Records for processing -
::::::::::
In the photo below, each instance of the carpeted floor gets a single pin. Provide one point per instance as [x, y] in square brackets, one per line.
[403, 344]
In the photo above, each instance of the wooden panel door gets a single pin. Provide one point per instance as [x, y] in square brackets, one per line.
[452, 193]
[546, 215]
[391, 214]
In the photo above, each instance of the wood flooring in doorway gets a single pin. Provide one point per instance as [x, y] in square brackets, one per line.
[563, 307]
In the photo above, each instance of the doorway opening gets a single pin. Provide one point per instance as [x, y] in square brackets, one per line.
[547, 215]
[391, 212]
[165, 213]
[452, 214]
::::::::::
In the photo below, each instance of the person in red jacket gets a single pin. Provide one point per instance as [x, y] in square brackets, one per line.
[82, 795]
::::::::::
Task goal -
Select and copy every line in the entries above that contains the string "doorway". Case counts.

Problem solution -
In the photo above, each instance of the wood flooring in doorway gets a single pin. Provide one point per instance as [x, y] in square brackets, one per line.
In the photo above, each instance of the doorway opening gets a single pin. Provide one point per instance as [x, y] in square brackets, one per line.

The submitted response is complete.